◆ **EXERCISE PROMPT**
Copy out the data below from the line containing "Task: in the photo above, where can the tree" through the end, requests included. Offset every coordinate in the answers by -53.

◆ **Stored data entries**

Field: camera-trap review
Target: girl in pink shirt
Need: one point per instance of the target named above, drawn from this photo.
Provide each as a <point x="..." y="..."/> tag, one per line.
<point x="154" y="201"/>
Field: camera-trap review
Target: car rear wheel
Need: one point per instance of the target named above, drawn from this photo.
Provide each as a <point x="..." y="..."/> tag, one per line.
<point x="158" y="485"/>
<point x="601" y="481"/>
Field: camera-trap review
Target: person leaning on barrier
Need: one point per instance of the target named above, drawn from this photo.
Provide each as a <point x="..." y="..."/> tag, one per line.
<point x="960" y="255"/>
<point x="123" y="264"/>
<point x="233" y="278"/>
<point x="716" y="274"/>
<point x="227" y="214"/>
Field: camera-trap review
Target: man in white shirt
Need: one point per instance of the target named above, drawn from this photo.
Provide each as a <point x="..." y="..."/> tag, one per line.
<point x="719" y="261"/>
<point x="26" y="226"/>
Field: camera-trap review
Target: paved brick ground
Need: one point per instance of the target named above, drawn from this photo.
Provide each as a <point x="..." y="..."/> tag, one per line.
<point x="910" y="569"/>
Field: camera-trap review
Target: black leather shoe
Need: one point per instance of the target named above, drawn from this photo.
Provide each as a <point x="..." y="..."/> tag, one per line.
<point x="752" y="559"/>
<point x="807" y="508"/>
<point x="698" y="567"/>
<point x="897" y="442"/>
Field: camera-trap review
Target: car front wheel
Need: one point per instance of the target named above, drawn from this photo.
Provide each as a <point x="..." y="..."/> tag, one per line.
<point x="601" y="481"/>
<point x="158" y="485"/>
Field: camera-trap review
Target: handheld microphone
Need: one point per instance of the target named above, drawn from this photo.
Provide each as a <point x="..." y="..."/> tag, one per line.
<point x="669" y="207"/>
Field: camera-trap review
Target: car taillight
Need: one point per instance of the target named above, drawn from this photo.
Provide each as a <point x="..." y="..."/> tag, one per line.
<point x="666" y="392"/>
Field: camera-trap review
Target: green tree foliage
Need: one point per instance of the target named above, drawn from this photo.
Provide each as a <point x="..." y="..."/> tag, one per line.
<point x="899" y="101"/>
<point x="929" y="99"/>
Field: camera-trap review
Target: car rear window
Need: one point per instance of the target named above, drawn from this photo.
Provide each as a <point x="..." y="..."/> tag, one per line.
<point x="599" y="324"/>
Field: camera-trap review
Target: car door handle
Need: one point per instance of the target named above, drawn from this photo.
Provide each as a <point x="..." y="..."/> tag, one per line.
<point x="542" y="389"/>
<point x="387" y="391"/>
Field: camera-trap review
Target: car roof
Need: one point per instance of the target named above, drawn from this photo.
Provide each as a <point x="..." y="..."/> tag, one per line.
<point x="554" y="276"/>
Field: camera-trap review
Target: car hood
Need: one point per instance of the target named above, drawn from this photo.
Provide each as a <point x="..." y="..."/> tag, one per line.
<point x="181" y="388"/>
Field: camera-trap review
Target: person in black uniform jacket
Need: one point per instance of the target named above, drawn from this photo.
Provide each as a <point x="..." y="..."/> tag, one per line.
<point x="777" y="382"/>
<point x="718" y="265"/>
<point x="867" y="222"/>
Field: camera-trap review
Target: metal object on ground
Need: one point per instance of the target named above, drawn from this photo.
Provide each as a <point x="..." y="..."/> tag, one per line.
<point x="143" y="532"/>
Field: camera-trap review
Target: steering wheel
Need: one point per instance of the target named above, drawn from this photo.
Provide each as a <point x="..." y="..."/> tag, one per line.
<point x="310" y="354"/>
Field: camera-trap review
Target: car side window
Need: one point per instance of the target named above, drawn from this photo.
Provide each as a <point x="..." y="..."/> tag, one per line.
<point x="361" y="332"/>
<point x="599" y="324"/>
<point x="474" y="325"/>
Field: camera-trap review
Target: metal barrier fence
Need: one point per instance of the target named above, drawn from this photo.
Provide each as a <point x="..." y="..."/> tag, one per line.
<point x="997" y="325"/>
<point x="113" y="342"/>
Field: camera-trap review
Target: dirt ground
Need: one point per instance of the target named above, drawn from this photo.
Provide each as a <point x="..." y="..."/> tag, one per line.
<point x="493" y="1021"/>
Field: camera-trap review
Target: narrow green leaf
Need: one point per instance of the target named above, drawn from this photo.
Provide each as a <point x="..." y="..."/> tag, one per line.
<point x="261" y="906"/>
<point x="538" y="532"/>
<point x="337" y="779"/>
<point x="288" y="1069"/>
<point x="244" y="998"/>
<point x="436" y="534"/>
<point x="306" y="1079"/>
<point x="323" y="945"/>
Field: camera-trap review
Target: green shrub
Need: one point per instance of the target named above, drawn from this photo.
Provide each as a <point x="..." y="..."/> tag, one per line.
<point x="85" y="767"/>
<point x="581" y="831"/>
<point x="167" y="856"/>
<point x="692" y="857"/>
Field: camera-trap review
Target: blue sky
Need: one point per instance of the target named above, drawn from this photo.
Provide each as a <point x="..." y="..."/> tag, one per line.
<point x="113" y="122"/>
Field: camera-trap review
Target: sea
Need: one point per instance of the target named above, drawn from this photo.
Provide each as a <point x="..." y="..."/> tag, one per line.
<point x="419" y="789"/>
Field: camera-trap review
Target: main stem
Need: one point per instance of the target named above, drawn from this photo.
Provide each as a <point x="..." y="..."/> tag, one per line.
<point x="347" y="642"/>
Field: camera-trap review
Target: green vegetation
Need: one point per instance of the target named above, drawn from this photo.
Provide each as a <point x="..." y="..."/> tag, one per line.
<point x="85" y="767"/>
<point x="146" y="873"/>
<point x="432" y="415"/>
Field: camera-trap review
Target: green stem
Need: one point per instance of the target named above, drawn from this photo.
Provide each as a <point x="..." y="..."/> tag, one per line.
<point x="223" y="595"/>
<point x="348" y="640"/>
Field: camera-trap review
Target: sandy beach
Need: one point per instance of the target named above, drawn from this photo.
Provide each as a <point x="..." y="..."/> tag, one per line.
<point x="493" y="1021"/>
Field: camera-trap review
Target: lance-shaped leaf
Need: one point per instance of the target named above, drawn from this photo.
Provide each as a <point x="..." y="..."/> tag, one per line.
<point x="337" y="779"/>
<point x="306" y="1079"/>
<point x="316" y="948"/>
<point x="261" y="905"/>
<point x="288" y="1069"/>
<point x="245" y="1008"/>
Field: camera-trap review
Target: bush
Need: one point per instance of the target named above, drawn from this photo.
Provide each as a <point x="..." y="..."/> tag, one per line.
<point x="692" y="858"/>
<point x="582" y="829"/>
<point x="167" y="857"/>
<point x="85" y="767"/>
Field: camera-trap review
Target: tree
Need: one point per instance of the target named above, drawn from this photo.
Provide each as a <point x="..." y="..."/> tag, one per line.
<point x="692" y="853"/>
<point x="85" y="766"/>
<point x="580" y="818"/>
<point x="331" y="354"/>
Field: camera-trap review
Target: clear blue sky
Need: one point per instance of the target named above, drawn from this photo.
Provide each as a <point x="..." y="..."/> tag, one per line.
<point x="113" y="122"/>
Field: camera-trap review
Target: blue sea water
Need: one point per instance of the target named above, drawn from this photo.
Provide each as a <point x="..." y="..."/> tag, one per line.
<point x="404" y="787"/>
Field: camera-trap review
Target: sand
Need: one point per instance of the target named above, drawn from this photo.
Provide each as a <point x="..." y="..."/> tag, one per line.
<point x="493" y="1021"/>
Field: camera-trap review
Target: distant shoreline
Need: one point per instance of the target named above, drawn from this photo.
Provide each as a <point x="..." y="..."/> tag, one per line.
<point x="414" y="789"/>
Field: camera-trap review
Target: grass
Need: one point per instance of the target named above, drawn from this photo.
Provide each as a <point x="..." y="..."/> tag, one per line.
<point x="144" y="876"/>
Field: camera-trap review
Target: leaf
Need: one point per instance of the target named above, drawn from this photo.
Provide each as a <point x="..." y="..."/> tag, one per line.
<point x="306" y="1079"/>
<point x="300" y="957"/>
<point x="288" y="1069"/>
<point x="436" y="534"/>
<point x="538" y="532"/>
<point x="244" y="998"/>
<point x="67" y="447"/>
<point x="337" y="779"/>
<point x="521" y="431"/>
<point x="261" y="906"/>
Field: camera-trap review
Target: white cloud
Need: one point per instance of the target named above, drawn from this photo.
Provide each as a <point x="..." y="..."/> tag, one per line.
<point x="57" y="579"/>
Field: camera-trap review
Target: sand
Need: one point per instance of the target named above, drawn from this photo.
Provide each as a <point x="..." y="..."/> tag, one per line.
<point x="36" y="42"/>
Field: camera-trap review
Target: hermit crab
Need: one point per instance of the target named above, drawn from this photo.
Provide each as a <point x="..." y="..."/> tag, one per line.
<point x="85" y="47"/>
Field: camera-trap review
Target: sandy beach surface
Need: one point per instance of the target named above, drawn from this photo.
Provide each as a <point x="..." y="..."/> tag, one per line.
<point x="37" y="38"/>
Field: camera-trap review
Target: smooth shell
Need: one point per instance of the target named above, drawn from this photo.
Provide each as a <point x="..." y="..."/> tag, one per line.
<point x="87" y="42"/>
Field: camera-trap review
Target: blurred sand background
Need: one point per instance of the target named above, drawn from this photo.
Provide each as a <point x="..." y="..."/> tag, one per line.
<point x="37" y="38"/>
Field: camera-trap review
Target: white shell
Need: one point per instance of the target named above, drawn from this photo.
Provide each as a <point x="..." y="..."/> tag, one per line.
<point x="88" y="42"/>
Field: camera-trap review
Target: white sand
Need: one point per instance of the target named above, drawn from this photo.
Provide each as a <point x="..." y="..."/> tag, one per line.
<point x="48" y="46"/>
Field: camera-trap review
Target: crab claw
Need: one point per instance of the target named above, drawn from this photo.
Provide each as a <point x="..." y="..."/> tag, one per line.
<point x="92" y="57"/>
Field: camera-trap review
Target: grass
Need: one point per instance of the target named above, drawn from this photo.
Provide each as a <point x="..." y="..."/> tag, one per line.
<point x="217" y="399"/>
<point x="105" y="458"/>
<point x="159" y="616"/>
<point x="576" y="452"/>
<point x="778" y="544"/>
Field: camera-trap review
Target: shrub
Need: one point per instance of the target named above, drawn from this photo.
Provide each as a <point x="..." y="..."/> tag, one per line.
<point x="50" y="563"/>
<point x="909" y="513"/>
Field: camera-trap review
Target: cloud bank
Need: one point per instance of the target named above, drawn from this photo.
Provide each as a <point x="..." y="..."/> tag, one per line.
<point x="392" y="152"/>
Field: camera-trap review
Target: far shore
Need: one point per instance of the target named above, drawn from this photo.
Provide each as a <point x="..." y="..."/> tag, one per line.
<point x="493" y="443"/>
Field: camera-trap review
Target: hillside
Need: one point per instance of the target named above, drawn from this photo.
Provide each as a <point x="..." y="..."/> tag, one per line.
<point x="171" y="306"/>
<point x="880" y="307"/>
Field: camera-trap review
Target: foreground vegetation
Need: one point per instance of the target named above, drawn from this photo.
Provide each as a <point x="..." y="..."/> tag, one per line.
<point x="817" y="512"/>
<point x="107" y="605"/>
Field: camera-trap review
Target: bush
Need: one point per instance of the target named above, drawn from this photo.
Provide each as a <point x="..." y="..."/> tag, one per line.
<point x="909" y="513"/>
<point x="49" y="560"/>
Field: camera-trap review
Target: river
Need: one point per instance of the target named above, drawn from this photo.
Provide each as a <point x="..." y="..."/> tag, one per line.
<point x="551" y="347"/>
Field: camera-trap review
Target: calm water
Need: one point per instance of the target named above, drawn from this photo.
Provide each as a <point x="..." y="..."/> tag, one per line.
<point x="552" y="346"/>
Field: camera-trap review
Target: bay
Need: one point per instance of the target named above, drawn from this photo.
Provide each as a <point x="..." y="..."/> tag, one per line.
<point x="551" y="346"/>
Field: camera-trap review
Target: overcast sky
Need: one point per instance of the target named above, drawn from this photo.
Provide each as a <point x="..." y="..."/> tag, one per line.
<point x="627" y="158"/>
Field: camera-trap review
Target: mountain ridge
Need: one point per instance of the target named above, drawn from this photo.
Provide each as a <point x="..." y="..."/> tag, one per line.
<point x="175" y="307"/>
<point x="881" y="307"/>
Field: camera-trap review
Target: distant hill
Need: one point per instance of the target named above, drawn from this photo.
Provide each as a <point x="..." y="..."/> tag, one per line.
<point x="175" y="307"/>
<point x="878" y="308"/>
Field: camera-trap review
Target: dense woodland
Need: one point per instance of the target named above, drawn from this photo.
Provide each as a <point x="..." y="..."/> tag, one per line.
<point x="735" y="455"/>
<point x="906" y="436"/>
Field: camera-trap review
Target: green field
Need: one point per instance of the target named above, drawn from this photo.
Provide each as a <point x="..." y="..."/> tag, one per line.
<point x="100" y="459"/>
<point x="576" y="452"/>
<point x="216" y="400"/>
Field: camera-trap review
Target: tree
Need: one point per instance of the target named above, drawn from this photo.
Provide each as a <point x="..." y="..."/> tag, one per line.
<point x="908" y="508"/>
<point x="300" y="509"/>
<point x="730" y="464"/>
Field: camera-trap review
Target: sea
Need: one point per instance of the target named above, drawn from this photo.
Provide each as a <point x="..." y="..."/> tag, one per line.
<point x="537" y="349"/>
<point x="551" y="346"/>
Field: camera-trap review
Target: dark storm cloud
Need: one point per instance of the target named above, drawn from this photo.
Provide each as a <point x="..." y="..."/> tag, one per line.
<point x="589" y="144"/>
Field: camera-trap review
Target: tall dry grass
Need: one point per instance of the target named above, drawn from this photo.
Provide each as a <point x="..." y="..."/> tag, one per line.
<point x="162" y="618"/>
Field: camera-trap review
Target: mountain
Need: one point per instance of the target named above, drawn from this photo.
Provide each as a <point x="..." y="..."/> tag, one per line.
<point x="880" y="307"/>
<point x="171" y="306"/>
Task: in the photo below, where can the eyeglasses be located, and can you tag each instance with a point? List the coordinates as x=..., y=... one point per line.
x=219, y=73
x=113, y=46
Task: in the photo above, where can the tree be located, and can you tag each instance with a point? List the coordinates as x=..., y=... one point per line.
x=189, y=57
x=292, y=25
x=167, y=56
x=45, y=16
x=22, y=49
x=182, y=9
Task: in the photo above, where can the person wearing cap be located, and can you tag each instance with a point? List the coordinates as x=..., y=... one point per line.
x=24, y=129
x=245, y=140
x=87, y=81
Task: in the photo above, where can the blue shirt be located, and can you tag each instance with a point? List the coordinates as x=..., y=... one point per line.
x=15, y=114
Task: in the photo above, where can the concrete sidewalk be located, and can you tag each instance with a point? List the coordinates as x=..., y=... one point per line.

◆ **THE SOLUTION**
Task: in the photo above, where can the tree be located, and can you tag each instance with a point? List the coordinates as x=..., y=... one point per line.
x=136, y=4
x=239, y=-28
x=114, y=3
x=-8, y=-37
x=-31, y=-4
x=129, y=-44
Task: in the photo above, where can the person wearing cap be located, and can you tag each instance with a point? List the coordinates as x=..., y=... one point per line.
x=-29, y=76
x=192, y=87
x=34, y=28
Task: in the photo above, where can the blue shirt be located, and can you tag each instance with a point? List the coordinates as x=..., y=... one point per line.
x=-38, y=61
Task: in the photo above, where can the concrete sidewalk be located, and can you tag each instance with a point? List the coordinates as x=..., y=... one point per line.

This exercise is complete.